SEITENAUSZUG:
———
Körbe benutze ich auch bis höchstens 20g.
Geh am besten mal zu deinem Angelgerätehändler, der wird was passendes da haben.

Zum Anfangen würde ich dir aber erstmal Feedern auf kürzere Distanzen empfehlen, so hab ich auch angefangen, so kannst du auch besser deinen Futterplatz kontrollieren da du auch besser an deinen Platz kommt. Bei meinen ersten Versuchen hab ich auch erstmal alles rausgefeuert bis ich mal mit nem Bekannten auf kurze Distanz gefischt hab, und hatte gleich Erfolg, ich hatte einfach ein besseres Handling mit der kompletten Angelei#6


----------



## boss (4. Dezember 2011)

*AW: brauche tips zum feedern,..*

ja habe mir jetzt auch eine abriebfeste Feeder-Schnur angeschaut eine 0,25 und eine 0,20 von perca gerade bei askari im angebot extra fürs feedern könnte ja ganz ok sein.


----------



## FangeNichts5 (4. Dezember 2011)

*AW: brauche tips zum feedern,..*



boss schrieb:


> ja habe mir jetzt auch eine abriebfeste Feeder-Schnur angeschaut eine 0,25 und eine 0,20 von perca gerade bei askari im angebot extra fürs feedern könnte ja ganz ok sein.



Von Perca Schnüren lass ich die Finger, hatte mal ne 0,25er, 0,28er und 0,30er gekauft, gelinde gesagt Schrott

Wie gesagt, dein Händler des Vertrauens müsste was gutes haben#6


----------



## Knispel (4. Dezember 2011)

*AW: brauche tips zum feedern,..*

Ich benutze seit Jahren nur die Dream Line Super Touch ( Mono ) zum Feedern, Stippen und auf Karpfen. Gibt es bei Gerlinger in 1000 m Ware, sehr zu empfehlen.
———
DATENSÄTZE:
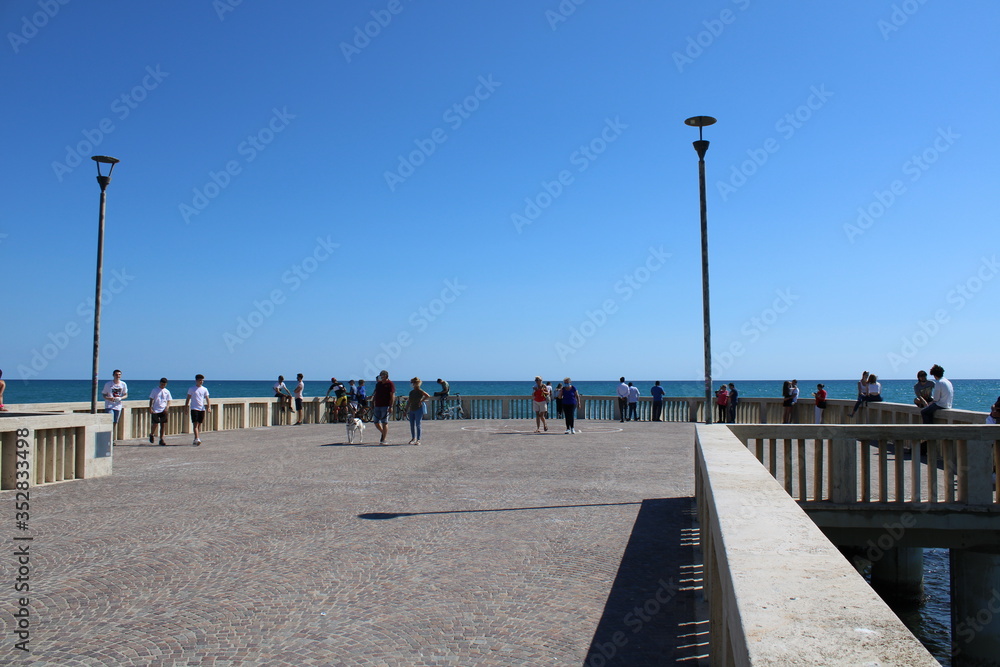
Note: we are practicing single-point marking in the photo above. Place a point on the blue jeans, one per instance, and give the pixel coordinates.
(416, 416)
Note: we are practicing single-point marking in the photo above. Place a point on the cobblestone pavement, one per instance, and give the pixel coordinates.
(485, 545)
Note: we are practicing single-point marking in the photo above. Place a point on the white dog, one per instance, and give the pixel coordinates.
(355, 429)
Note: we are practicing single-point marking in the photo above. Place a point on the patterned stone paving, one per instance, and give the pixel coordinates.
(485, 545)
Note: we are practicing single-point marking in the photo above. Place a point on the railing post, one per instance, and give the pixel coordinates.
(843, 470)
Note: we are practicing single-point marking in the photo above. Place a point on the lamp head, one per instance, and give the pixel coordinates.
(102, 179)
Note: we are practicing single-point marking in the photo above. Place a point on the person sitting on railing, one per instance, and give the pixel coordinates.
(994, 416)
(923, 390)
(862, 392)
(942, 398)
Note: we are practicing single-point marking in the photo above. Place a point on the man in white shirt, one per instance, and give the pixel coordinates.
(200, 404)
(622, 398)
(159, 408)
(114, 392)
(942, 398)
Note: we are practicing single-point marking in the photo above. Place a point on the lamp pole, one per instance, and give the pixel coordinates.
(701, 147)
(103, 181)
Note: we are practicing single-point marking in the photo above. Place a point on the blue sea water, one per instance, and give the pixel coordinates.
(976, 395)
(930, 621)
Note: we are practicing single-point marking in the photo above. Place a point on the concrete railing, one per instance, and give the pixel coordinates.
(779, 592)
(852, 464)
(45, 448)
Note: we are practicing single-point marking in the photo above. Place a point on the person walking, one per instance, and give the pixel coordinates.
(540, 402)
(415, 409)
(283, 395)
(570, 400)
(383, 399)
(722, 404)
(200, 404)
(657, 393)
(159, 408)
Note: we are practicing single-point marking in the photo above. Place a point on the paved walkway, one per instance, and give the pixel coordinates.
(485, 545)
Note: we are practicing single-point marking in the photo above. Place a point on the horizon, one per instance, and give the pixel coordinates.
(397, 187)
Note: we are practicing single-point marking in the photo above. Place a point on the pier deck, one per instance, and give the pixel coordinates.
(485, 545)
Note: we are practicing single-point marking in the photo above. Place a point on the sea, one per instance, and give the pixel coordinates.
(930, 621)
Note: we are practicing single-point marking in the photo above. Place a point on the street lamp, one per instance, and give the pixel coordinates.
(103, 181)
(701, 147)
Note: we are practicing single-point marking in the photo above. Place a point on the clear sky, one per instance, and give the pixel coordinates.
(496, 190)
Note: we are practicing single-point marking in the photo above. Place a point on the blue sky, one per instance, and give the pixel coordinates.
(498, 190)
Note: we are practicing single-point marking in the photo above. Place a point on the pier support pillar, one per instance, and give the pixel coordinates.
(975, 607)
(899, 573)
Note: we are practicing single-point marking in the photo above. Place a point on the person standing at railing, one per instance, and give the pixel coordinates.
(820, 396)
(633, 402)
(300, 387)
(657, 393)
(862, 392)
(923, 390)
(722, 404)
(540, 402)
(622, 399)
(942, 397)
(570, 400)
(115, 391)
(734, 399)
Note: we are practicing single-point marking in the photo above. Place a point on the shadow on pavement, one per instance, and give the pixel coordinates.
(651, 615)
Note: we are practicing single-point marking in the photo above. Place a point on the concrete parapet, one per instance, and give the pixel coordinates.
(779, 592)
(53, 447)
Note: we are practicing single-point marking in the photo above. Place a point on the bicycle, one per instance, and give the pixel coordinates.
(452, 411)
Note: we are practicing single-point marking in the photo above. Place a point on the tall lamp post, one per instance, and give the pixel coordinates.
(103, 181)
(701, 147)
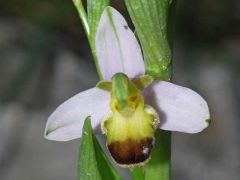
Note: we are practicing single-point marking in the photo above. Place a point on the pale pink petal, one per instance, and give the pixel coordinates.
(180, 109)
(66, 122)
(116, 46)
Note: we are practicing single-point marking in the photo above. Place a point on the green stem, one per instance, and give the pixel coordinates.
(83, 16)
(154, 23)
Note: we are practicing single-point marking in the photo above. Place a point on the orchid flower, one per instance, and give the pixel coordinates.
(127, 105)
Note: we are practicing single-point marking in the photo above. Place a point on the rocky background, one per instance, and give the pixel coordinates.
(45, 59)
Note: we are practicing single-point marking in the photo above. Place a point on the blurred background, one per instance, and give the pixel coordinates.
(45, 59)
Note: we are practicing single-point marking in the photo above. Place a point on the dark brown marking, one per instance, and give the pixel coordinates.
(133, 98)
(131, 151)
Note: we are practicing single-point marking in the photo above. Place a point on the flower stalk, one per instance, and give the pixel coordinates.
(154, 22)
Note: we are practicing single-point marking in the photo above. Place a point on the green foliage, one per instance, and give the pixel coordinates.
(150, 19)
(90, 21)
(93, 163)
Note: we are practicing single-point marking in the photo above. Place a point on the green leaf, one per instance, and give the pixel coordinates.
(95, 9)
(82, 14)
(87, 164)
(106, 168)
(143, 81)
(150, 18)
(159, 167)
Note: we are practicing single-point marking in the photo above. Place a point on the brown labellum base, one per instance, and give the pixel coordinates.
(130, 153)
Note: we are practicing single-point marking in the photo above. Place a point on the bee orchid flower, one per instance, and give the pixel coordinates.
(127, 105)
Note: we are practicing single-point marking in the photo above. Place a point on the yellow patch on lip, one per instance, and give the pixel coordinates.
(130, 125)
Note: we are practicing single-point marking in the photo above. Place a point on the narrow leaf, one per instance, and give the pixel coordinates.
(82, 14)
(95, 9)
(106, 169)
(87, 164)
(150, 19)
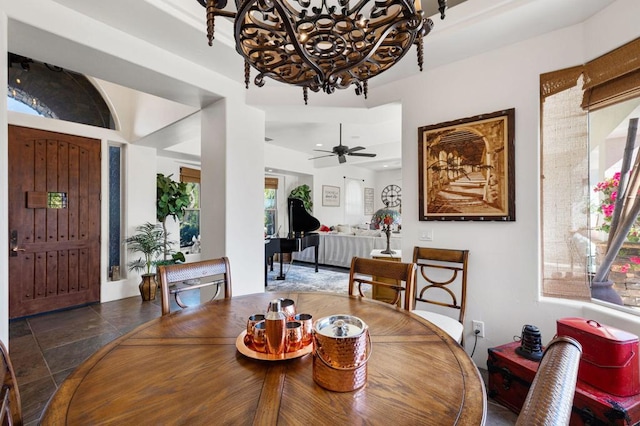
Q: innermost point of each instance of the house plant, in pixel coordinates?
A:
(172, 199)
(149, 240)
(303, 192)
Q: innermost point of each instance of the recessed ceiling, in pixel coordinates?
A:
(178, 26)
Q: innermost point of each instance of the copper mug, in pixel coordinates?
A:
(259, 337)
(307, 327)
(287, 306)
(293, 337)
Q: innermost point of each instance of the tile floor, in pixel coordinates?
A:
(44, 349)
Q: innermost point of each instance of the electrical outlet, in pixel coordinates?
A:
(478, 328)
(427, 235)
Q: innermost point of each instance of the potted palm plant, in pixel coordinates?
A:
(149, 239)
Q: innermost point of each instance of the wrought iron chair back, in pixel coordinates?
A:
(395, 276)
(11, 409)
(442, 281)
(178, 278)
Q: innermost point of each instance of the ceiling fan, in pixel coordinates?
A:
(342, 150)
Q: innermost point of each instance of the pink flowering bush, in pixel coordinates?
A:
(609, 190)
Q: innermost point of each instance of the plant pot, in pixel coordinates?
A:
(604, 291)
(148, 287)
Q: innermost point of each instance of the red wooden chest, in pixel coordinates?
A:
(609, 359)
(510, 377)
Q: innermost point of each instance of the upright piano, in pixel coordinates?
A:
(299, 237)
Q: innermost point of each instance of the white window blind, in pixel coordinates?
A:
(354, 201)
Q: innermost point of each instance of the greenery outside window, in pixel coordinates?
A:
(585, 113)
(270, 206)
(190, 224)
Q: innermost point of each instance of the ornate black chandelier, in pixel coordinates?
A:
(323, 44)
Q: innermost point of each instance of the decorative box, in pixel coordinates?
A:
(510, 377)
(610, 360)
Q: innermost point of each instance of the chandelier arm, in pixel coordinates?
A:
(334, 76)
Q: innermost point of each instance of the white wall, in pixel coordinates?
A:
(233, 204)
(504, 261)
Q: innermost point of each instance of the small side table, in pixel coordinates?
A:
(378, 292)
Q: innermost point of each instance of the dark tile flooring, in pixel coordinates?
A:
(44, 349)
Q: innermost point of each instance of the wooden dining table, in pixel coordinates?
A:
(184, 368)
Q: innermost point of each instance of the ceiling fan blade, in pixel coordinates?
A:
(356, 148)
(322, 156)
(361, 154)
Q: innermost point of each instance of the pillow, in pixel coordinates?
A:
(371, 233)
(344, 229)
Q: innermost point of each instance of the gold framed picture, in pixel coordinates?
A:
(467, 168)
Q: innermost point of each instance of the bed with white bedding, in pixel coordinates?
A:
(337, 249)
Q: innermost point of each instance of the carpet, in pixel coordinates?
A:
(303, 278)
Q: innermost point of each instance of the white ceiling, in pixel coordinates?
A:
(178, 26)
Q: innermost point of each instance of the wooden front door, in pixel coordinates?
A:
(54, 221)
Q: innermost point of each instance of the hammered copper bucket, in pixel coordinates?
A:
(341, 349)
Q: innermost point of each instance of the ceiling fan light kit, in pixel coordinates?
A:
(323, 44)
(342, 150)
———
AUFGABEN:
**a.** Schreibe den Auszug zum Feederangeln von „Zum Anfangen würde“ bis einschließlich „boss (4. Dezember 2011)“ ab und ersetze dabei „Futterplatz“ durch „Angelplatz“.
**b.** Knüpfe an den letzten Satz im Auszug zum Feederangeln an und schreibe den Text weiter.
Die Datensätze haben mit dem Auszug zum Feederangeln nichts zu tun.

LÖSUNGEN:
**a.**
Zum Anfangen würde ich dir aber erstmal Feedern auf kürzere Distanzen empfehlen, so hab ich auch angefangen, so kannst du auch besser deinen Angelplatz kontrollieren da du auch besser an deinen Platz kommt. Bei meinen ersten Versuchen hab ich auch erstmal alles rausgefeuert bis ich mal mit nem Bekannten auf kurze Distanz gefischt hab, und hatte gleich Erfolg, ich hatte einfach ein besseres Handling mit der kompletten Angelei#6


----------



## boss (4. Dezember 2011)

**b.**
http://www.gerlinger.de/content/okat-hauptkatalog/index.php

Seite 292 / 293

Es ist eine der wenigen Schnüre, wo die Durchmesserangabe tatsächlich stimmt - hab ich mit der Micrometerschraube nachgemessen. Viele "Tragkraftwunder" liegen bis zu 3/100 mm über ihren angegebenen durchmesser.


----------



## Bentham (5. Dezember 2011)

*AW: brauche tips zum feedern,..*



boss schrieb:


> hm ich muss dann auch mal schauen welche schnur ich nehm,
> 
> welche nimmst du denn als mono? will da keine zu dicke nehmen  wegen der abschreck gefahr,...
> 
> ...



Ich fische Shimano Technium, die ich für optimal zum Feedern halte. Sehr wenig Dehnung, gute Abriebfestigkeit und die Stärke stimmt auch.


----------



## lsski (5. Dezember 2011)

*AW: brauche tips zum feedern,..*

Hallo !

Da es bei euch im See bestimmt Karpfen gibt und du auch diese Fische fangen wirst ist eine Mono Anteil von Vorteil
Je nach Bodenbeschaffenheit deines Gewässers soltest du die Leinen einsetzen. 

 Ich und meine Frau habe 4 gleiche Freilaufrollen und somit kein Problem immer die richtige Schnur zum Gewässer / Fischart zu wählen. 
Die 8 Spulen sind:
 2 X 0,12 Gepflochtene WFT Color+12m 0,32 Fluoro Mono ( Für Rhein Barben und Co)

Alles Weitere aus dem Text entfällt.